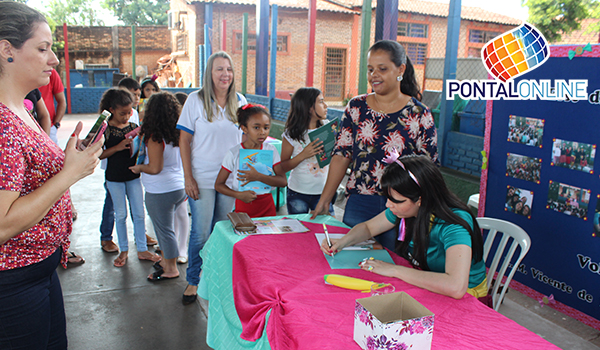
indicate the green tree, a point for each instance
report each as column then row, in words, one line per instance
column 555, row 17
column 73, row 12
column 139, row 12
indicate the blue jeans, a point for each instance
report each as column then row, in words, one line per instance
column 161, row 208
column 120, row 192
column 210, row 208
column 298, row 203
column 108, row 217
column 33, row 313
column 361, row 207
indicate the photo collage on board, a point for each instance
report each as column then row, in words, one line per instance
column 529, row 132
column 568, row 199
column 518, row 201
column 563, row 198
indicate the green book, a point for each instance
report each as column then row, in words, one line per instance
column 327, row 133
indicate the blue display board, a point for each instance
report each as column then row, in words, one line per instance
column 544, row 176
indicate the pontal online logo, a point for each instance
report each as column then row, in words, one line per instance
column 508, row 56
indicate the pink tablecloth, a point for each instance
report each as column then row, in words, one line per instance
column 284, row 274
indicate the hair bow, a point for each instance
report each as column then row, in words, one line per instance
column 250, row 105
column 393, row 157
column 580, row 50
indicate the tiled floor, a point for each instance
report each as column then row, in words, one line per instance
column 117, row 308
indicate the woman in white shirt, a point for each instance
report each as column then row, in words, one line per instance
column 208, row 124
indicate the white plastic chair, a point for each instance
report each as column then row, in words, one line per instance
column 519, row 237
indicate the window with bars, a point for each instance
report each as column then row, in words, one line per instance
column 474, row 52
column 335, row 73
column 413, row 30
column 181, row 42
column 283, row 42
column 481, row 36
column 416, row 51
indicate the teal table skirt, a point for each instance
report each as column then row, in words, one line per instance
column 224, row 326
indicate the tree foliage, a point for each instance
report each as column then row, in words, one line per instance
column 139, row 12
column 555, row 17
column 73, row 12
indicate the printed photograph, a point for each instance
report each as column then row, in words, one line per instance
column 518, row 201
column 524, row 168
column 568, row 199
column 526, row 131
column 596, row 219
column 573, row 155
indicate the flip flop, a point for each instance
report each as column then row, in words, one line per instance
column 155, row 258
column 78, row 259
column 157, row 276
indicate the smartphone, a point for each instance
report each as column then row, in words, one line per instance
column 96, row 131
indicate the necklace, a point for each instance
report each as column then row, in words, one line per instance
column 380, row 105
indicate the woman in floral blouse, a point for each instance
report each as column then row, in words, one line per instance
column 35, row 175
column 392, row 116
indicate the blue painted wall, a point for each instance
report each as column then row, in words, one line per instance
column 464, row 153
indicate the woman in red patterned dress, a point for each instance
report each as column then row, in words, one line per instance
column 35, row 176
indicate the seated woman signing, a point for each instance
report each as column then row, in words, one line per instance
column 437, row 233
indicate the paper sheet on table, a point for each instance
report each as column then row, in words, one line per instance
column 349, row 259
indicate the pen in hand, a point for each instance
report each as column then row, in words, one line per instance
column 328, row 240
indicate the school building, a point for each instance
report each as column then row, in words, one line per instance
column 422, row 30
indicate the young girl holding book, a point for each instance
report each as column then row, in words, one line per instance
column 121, row 182
column 308, row 112
column 255, row 122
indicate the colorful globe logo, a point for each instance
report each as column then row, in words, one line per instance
column 515, row 52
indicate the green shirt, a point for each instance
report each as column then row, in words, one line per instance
column 444, row 236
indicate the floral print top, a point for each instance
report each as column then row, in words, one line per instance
column 27, row 160
column 366, row 135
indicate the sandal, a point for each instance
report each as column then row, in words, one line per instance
column 153, row 257
column 158, row 276
column 74, row 259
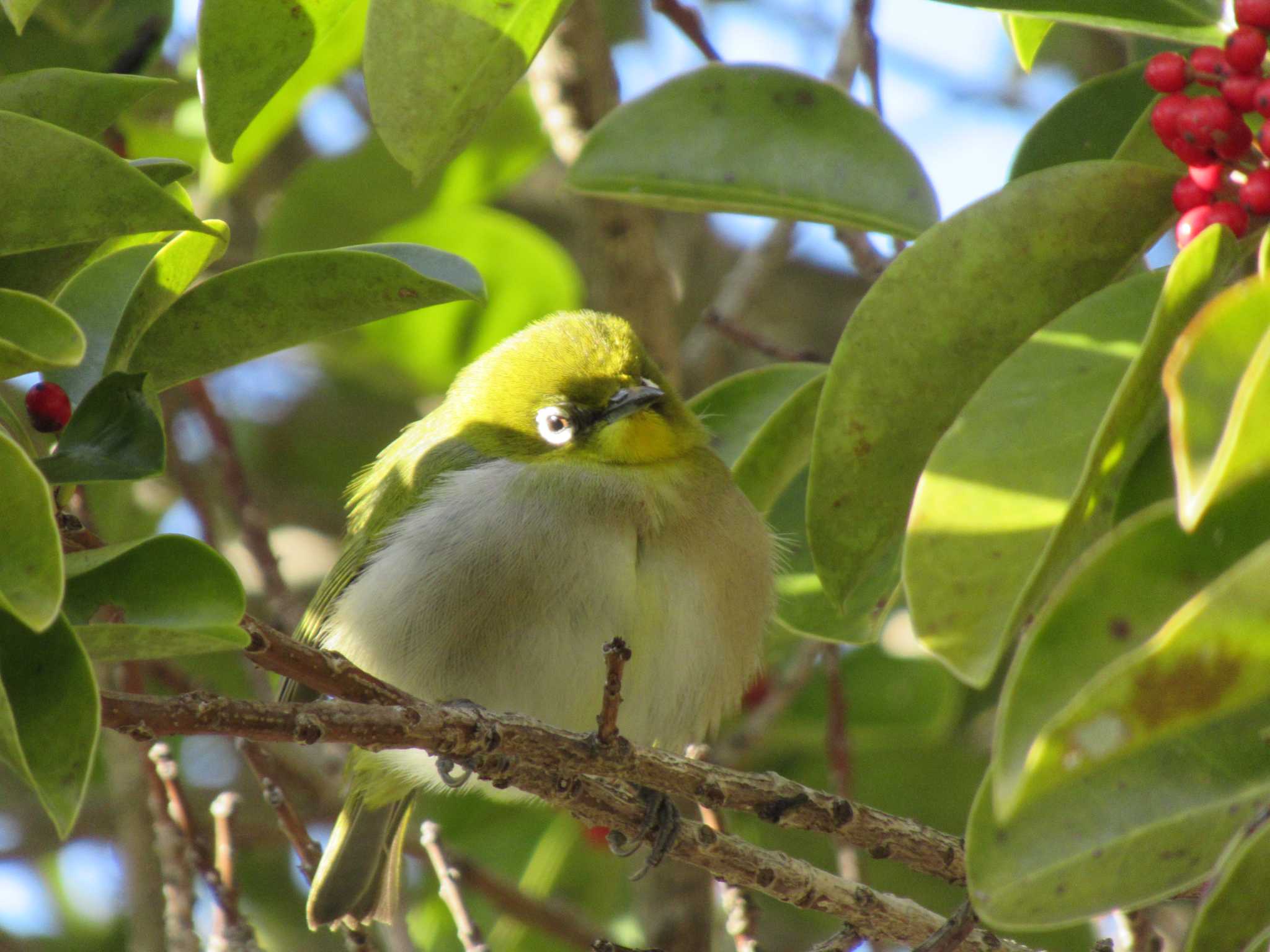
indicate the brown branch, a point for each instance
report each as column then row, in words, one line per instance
column 616, row 655
column 447, row 888
column 689, row 20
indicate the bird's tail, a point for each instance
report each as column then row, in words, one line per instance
column 360, row 874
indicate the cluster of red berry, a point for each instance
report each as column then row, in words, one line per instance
column 1227, row 179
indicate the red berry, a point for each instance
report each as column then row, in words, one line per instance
column 1241, row 93
column 1163, row 116
column 1210, row 61
column 48, row 408
column 1255, row 193
column 1166, row 73
column 1245, row 50
column 1253, row 13
column 1188, row 195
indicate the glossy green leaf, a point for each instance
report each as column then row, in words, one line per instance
column 333, row 55
column 50, row 715
column 426, row 108
column 1233, row 914
column 1219, row 385
column 948, row 311
column 1002, row 478
column 1090, row 122
column 247, row 50
column 31, row 574
column 278, row 302
column 76, row 100
column 116, row 433
column 35, row 335
column 1118, row 596
column 1188, row 20
column 58, row 188
column 527, row 275
column 159, row 597
column 721, row 140
column 95, row 298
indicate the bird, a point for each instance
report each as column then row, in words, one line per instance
column 561, row 495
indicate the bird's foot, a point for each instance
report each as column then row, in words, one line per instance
column 660, row 821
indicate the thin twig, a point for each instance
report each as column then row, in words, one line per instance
column 689, row 20
column 616, row 655
column 447, row 880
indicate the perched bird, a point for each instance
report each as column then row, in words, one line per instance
column 561, row 495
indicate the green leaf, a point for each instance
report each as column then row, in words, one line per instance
column 95, row 298
column 1233, row 914
column 948, row 311
column 159, row 597
column 1026, row 35
column 58, row 188
column 76, row 100
column 19, row 12
column 247, row 50
column 50, row 715
column 1002, row 478
column 1219, row 386
column 35, row 335
column 1090, row 122
column 1188, row 20
column 31, row 574
column 333, row 54
column 721, row 140
column 426, row 108
column 278, row 302
column 116, row 433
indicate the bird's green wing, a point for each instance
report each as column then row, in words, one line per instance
column 401, row 479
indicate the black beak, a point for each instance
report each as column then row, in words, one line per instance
column 628, row 400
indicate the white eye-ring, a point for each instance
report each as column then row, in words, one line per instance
column 554, row 426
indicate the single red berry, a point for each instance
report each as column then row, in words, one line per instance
column 1233, row 143
column 1188, row 195
column 1210, row 61
column 1206, row 121
column 1163, row 116
column 1255, row 193
column 1246, row 50
column 1253, row 13
column 48, row 408
column 1241, row 93
column 1166, row 73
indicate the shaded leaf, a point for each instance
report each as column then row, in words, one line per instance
column 76, row 100
column 116, row 433
column 35, row 335
column 1219, row 385
column 58, row 188
column 31, row 574
column 721, row 139
column 247, row 50
column 50, row 715
column 1090, row 122
column 426, row 108
column 1023, row 257
column 159, row 597
column 265, row 306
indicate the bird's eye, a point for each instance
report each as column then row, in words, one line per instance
column 554, row 426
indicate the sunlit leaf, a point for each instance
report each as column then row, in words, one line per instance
column 948, row 311
column 277, row 302
column 159, row 597
column 31, row 574
column 116, row 433
column 426, row 108
column 722, row 139
column 48, row 715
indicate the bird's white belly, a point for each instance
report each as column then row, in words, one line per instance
column 500, row 593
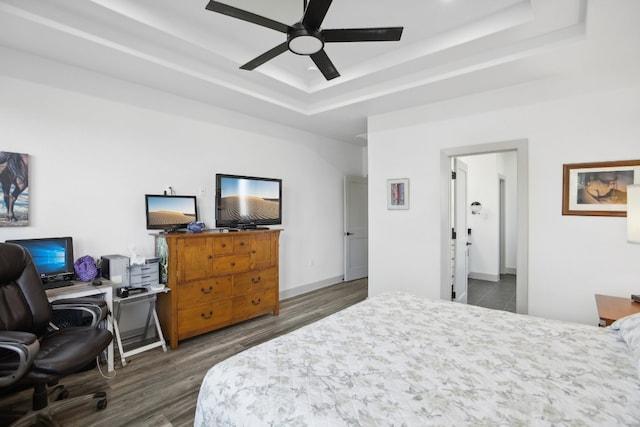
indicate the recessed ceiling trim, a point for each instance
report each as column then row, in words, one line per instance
column 64, row 28
column 511, row 53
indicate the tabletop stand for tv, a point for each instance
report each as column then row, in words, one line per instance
column 85, row 289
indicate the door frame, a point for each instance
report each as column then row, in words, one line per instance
column 460, row 225
column 348, row 274
column 521, row 147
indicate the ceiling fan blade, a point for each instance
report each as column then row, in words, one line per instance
column 270, row 54
column 325, row 65
column 363, row 35
column 315, row 12
column 234, row 12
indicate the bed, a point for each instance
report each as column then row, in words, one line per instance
column 400, row 359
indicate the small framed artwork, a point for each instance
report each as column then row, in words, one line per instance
column 14, row 182
column 398, row 193
column 598, row 189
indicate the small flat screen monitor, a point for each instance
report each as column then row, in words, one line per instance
column 53, row 257
column 247, row 202
column 170, row 213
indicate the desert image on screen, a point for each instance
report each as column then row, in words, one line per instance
column 249, row 200
column 171, row 211
column 248, row 208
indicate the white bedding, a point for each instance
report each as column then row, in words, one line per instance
column 398, row 359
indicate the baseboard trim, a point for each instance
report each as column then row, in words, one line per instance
column 288, row 293
column 485, row 276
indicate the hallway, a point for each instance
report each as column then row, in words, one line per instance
column 499, row 295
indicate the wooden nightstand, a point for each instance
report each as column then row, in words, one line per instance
column 611, row 308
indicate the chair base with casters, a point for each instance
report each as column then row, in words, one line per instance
column 47, row 403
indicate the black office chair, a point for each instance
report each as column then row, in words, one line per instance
column 32, row 352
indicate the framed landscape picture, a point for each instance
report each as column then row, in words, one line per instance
column 398, row 193
column 598, row 188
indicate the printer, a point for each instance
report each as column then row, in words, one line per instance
column 115, row 268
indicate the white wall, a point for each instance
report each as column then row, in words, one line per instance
column 92, row 160
column 570, row 257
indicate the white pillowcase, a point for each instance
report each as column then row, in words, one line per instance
column 629, row 329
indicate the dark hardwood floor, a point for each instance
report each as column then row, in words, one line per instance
column 161, row 389
column 500, row 295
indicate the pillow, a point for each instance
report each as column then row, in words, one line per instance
column 628, row 328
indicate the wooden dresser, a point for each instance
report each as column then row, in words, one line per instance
column 216, row 279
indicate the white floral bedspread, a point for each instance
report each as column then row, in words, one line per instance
column 402, row 360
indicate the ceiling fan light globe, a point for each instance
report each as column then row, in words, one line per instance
column 305, row 45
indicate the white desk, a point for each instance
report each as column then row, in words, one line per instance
column 149, row 298
column 85, row 289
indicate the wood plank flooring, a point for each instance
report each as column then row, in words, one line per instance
column 161, row 389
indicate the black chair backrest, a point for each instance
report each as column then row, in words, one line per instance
column 23, row 301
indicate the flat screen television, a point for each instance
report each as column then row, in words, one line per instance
column 247, row 202
column 53, row 257
column 170, row 213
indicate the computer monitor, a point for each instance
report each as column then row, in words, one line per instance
column 53, row 257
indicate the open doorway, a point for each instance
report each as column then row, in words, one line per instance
column 490, row 234
column 520, row 249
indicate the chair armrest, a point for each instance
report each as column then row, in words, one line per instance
column 17, row 351
column 95, row 306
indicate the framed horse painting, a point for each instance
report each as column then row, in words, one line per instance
column 14, row 182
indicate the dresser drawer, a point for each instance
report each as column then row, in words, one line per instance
column 204, row 291
column 255, row 281
column 232, row 264
column 243, row 244
column 252, row 305
column 223, row 245
column 204, row 317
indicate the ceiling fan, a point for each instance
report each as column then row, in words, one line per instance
column 306, row 37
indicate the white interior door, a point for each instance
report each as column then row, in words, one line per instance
column 356, row 228
column 461, row 242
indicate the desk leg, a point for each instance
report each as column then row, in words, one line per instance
column 117, row 330
column 159, row 330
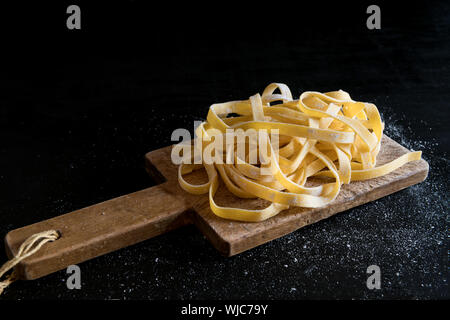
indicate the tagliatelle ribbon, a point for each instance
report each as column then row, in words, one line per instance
column 319, row 135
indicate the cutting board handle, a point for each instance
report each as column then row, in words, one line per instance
column 100, row 229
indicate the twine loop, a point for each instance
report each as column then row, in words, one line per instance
column 29, row 247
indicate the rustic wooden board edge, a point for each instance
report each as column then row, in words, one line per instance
column 311, row 217
column 229, row 245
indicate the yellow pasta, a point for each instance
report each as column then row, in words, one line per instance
column 319, row 135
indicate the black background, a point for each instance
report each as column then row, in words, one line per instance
column 80, row 108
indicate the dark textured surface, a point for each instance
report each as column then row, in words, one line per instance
column 79, row 111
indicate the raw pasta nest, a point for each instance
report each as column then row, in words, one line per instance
column 324, row 135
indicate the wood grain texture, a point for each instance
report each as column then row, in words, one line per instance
column 126, row 220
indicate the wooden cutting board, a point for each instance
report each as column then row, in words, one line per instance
column 96, row 230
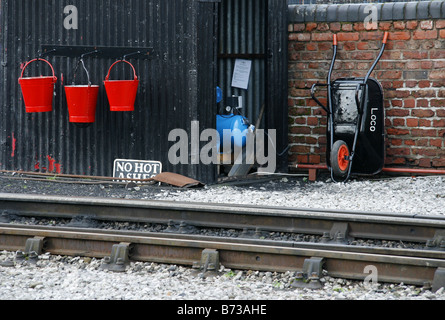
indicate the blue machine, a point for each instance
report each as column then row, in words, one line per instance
column 231, row 119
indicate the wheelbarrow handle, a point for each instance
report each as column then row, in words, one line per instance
column 385, row 38
column 315, row 98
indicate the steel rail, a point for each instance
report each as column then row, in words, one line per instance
column 363, row 225
column 393, row 265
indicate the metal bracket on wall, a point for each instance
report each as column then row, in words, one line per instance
column 97, row 52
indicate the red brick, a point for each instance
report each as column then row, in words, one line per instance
column 412, row 122
column 439, row 123
column 312, row 121
column 302, row 159
column 359, row 26
column 422, row 35
column 438, row 162
column 310, row 26
column 396, row 142
column 323, row 27
column 424, row 133
column 425, row 163
column 385, row 26
column 325, row 36
column 335, row 26
column 398, row 122
column 397, row 132
column 346, row 27
column 300, row 37
column 437, row 74
column 373, row 35
column 397, row 113
column 422, row 113
column 299, row 27
column 409, row 103
column 424, row 123
column 436, row 143
column 411, row 25
column 415, row 54
column 399, row 25
column 348, row 36
column 400, row 35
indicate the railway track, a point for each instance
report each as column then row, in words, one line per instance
column 331, row 253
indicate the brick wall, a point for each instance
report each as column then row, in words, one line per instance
column 412, row 73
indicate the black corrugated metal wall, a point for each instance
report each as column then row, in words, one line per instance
column 177, row 85
column 168, row 96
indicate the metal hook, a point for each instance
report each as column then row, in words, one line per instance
column 83, row 65
column 88, row 53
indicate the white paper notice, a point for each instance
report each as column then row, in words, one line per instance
column 241, row 74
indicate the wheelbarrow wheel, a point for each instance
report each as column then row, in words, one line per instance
column 339, row 158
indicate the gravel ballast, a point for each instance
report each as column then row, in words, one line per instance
column 78, row 278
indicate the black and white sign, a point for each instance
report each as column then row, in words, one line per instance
column 136, row 169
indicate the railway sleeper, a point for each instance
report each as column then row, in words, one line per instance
column 339, row 233
column 119, row 258
column 438, row 280
column 437, row 242
column 209, row 263
column 310, row 276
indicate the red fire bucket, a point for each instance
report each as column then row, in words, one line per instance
column 121, row 93
column 38, row 92
column 82, row 101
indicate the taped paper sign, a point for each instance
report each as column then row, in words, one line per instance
column 241, row 74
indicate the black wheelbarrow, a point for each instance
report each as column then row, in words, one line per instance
column 356, row 123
★ ★ ★ ★ ★
GIVEN TASK
Write out again the part of the material that opens with the line containing "indicate the necklace, a" and closes with the line containing "column 464, row 153", substituting "striped blouse" for "floral blouse" and leaving everything else unchanged.

COMPLETE RESPONSE
indicate the necklace, a point for each instance
report each as column then row, in words, one line per instance
column 380, row 105
indicate the woman in striped blouse, a point for each instance
report each as column then row, in words, one line per instance
column 35, row 175
column 392, row 116
indicate the blue painted wall, a point for each instance
report each as column then row, in words, one line per instance
column 464, row 153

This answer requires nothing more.